***** Given records *****
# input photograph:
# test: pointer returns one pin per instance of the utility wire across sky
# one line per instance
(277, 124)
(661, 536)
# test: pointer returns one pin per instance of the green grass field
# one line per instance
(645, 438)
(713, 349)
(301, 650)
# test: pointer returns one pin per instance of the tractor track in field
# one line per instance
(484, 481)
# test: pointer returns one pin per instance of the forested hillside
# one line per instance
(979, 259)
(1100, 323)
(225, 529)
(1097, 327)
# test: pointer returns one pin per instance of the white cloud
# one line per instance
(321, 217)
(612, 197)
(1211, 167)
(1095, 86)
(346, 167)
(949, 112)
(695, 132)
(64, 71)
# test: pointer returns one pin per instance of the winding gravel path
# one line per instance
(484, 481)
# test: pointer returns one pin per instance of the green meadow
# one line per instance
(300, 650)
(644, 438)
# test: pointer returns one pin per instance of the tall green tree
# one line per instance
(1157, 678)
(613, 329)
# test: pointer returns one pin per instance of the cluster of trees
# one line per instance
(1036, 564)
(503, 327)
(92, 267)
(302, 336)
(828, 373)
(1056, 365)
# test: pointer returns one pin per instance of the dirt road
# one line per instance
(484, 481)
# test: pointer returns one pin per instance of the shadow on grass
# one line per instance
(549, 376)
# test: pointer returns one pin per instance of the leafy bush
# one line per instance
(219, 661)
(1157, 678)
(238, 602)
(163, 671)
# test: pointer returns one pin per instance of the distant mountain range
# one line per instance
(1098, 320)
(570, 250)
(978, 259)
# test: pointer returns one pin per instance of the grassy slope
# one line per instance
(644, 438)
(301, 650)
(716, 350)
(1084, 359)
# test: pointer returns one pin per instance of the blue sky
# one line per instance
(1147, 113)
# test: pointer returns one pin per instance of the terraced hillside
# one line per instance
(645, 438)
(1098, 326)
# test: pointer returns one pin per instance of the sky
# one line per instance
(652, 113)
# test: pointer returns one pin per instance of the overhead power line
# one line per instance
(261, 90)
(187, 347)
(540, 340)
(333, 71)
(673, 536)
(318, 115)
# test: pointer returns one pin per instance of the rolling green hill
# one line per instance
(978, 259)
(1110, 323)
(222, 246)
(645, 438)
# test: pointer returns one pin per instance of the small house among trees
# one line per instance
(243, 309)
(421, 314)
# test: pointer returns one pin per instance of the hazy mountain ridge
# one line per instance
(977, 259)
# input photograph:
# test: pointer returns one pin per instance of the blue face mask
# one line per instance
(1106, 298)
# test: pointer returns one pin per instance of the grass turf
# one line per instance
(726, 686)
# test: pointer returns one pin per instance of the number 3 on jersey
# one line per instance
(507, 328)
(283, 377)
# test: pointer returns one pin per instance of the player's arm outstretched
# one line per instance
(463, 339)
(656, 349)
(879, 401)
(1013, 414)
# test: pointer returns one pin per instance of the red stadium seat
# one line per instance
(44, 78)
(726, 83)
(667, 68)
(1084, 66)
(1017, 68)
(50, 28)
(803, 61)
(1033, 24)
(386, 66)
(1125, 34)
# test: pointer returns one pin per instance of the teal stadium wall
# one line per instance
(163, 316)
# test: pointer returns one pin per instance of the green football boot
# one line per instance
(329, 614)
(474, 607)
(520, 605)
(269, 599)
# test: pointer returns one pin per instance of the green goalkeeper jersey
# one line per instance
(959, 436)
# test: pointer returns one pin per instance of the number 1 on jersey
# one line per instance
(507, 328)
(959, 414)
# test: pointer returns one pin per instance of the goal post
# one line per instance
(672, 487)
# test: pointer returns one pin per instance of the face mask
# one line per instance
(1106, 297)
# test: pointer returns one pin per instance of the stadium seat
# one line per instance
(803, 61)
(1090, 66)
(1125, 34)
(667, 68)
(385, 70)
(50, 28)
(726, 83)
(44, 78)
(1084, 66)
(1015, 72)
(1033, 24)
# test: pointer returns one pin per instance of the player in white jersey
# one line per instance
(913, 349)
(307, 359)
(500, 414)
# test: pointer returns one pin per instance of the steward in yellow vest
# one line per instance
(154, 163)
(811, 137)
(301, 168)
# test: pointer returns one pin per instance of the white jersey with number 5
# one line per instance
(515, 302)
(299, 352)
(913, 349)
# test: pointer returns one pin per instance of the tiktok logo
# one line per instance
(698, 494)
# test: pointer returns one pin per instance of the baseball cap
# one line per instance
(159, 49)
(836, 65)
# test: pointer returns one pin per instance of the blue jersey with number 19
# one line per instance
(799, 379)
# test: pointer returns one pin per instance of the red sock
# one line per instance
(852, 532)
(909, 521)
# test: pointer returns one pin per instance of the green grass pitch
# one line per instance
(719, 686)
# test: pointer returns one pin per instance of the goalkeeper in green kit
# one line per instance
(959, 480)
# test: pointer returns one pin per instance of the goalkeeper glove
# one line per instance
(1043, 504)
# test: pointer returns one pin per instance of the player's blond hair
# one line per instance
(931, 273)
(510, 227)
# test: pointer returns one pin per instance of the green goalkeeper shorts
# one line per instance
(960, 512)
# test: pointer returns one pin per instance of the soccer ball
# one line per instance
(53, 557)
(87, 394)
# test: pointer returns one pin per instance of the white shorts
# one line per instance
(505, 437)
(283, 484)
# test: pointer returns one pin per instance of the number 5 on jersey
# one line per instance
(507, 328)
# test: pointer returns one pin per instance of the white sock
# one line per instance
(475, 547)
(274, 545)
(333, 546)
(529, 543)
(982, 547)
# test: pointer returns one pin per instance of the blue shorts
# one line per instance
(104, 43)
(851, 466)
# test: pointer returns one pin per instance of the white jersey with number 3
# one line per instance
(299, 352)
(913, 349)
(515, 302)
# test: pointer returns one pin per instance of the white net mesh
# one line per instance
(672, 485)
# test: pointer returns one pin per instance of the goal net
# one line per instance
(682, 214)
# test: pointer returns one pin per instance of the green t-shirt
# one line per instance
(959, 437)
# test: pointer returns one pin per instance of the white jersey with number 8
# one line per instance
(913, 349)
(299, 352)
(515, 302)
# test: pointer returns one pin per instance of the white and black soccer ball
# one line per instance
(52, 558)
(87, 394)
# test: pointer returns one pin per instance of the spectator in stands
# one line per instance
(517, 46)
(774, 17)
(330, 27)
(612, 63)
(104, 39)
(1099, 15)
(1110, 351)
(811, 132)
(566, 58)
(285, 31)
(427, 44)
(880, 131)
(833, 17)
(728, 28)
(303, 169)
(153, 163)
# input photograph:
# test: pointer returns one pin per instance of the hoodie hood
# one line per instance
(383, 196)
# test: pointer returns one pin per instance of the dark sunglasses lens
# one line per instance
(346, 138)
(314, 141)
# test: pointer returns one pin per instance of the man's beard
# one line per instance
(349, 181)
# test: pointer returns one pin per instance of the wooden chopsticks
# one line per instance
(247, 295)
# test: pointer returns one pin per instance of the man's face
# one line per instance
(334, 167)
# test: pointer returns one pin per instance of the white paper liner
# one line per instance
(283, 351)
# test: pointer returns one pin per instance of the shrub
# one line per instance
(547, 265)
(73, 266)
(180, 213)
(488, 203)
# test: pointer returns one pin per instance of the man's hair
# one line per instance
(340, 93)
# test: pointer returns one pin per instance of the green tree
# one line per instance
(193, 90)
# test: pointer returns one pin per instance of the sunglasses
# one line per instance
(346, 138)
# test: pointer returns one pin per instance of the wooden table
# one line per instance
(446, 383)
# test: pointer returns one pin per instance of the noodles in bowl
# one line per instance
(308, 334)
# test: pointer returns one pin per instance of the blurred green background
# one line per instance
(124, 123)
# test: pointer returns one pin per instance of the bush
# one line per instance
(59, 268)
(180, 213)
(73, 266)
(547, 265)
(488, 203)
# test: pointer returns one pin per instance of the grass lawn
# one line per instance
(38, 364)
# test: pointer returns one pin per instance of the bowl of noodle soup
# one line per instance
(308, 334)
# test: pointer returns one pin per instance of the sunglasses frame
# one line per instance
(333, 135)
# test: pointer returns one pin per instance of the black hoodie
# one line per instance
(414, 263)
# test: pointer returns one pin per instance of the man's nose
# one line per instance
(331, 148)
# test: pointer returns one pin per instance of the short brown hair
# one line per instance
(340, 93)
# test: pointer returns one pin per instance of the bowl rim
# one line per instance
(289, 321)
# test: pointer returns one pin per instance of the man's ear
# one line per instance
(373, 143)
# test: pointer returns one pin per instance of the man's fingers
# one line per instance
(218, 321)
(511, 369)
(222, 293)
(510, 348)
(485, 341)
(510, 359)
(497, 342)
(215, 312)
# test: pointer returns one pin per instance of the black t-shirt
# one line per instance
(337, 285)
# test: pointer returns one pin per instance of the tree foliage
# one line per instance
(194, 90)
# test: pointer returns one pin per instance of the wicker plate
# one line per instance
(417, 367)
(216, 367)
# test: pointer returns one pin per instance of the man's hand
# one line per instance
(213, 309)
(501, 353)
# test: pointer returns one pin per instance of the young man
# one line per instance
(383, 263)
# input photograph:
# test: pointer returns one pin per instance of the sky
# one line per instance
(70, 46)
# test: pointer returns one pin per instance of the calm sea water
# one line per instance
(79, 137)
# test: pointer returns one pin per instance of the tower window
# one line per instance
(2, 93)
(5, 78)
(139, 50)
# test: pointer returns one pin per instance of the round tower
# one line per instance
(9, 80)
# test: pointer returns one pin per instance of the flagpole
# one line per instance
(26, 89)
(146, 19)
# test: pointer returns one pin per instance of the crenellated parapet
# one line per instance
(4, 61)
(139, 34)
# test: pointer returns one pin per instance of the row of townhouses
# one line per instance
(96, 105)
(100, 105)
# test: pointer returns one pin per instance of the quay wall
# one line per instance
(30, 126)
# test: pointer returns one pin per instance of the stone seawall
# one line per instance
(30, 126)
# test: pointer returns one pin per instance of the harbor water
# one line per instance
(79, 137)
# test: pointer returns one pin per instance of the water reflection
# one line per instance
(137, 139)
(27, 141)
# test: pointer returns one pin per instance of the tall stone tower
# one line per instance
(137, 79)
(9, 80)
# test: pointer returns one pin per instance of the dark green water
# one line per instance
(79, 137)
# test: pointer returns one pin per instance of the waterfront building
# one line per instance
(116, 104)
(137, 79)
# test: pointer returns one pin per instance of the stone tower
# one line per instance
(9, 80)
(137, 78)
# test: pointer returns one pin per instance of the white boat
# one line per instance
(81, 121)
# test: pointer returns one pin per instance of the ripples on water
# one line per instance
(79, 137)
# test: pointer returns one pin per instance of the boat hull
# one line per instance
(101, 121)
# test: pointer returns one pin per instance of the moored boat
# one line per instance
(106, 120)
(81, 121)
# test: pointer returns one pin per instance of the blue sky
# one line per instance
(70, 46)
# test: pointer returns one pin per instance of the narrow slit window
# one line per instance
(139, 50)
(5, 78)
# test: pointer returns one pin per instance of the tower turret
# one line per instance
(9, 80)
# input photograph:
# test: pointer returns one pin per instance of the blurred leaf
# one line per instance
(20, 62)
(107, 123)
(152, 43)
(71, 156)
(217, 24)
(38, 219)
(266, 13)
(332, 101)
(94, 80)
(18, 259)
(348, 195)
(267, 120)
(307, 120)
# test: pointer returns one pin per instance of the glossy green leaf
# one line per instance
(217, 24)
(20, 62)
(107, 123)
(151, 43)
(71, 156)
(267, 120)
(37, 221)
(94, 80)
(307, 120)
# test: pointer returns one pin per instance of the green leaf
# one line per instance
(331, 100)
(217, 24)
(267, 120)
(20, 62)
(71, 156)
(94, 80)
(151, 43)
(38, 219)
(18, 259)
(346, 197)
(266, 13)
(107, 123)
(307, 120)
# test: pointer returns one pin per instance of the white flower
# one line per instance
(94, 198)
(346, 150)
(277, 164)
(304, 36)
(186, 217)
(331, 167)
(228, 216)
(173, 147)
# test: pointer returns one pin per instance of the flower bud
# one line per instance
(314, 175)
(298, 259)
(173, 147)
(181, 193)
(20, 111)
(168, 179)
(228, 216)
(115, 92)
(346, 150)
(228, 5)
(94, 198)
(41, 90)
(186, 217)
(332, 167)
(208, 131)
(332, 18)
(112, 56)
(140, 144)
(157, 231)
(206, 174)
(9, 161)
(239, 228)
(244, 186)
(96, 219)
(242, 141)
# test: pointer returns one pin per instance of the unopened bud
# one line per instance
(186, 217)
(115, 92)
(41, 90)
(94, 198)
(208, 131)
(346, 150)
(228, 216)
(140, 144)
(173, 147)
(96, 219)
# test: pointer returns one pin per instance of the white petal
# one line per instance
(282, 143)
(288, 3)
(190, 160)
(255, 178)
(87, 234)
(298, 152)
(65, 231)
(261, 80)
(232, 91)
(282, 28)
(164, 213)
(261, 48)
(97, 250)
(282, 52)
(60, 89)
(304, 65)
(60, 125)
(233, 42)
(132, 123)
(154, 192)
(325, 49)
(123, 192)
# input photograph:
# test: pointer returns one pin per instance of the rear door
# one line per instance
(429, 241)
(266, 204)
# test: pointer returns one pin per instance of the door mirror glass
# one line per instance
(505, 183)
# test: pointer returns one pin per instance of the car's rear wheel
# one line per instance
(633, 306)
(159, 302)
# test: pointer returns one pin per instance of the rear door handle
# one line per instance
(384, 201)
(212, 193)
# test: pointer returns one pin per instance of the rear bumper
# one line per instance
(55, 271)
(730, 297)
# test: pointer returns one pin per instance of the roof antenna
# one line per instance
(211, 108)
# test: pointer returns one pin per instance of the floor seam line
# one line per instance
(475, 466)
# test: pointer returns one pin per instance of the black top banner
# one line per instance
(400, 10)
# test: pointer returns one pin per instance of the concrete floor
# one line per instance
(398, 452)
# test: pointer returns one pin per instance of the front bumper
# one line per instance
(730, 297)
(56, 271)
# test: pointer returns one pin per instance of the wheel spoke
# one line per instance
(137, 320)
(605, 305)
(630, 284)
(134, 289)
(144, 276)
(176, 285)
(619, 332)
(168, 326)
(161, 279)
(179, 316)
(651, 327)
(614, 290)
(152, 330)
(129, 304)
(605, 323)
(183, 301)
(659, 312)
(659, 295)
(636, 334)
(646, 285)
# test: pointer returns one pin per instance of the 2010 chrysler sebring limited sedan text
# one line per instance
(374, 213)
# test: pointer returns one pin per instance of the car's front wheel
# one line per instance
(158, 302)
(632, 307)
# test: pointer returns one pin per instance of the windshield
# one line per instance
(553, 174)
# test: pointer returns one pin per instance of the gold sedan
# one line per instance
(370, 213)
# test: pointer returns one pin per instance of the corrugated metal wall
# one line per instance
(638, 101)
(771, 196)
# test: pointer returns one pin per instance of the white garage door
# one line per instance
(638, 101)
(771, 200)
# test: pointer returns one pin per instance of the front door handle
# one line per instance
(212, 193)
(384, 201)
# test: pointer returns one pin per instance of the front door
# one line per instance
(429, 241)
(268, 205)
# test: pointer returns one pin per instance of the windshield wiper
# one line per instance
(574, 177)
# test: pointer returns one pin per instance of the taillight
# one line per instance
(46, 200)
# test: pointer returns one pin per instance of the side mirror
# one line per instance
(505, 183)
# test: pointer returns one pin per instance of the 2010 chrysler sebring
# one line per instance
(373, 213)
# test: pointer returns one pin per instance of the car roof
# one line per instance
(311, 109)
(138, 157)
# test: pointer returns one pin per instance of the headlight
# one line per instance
*****
Transcribe the records above exactly, but only from the line that contains "# test: pointer returns one pin per instance of the concrete" through their final line, inclusive.

# test: pointer returns one pin per instance of the concrete floor
# one line per instance
(398, 452)
# test: pointer returns one pin per instance of the front bumper
# one line per instance
(730, 297)
(56, 271)
# test: pointer returns one pin per instance of the wheel spoke
# one line per instance
(137, 320)
(605, 305)
(630, 284)
(134, 289)
(144, 276)
(176, 285)
(619, 332)
(168, 326)
(161, 279)
(179, 316)
(651, 327)
(614, 290)
(152, 330)
(129, 304)
(605, 323)
(183, 301)
(659, 312)
(659, 295)
(636, 334)
(646, 285)
# test: pointer returns one pin per instance of the 2010 chrysler sebring limited sedan text
# one line per instance
(374, 213)
# test: pointer returns one pin per instance of the car's front wheel
# one line per instance
(158, 302)
(632, 307)
# test: pointer returns one pin per instance of the windshield
# one line per instance
(553, 174)
# test: pointer returns one pin per instance of the gold sedan
# one line per instance
(370, 213)
# test: pointer returns one pin per instance of the corrugated metal wall
# one line per instance
(638, 101)
(771, 196)
# test: pointer returns one pin per instance of the white garage door
# one line per instance
(638, 101)
(771, 200)
# test: pointer returns one pin per instance of the front door handle
# one line per instance
(212, 193)
(384, 201)
# test: pointer returns one pin per instance of the front door
# one line per instance
(429, 241)
(268, 205)
# test: pointer returns one pin per instance of the windshield wiper
# one line per instance
(574, 177)
# test: pointer returns one pin per instance of the taillight
# one line per instance
(46, 200)
# test: pointer returns one pin per instance of the side mirror
# one line per instance
(505, 183)
# test: pointer returns one pin per instance of the 2010 chrysler sebring
# one line per instance
(373, 213)
# test: pointer returns one pin per instance of the car roof
# one line per instance
(311, 109)
(138, 157)
# test: pointer returns one pin per instance of the headlight
# one line per instance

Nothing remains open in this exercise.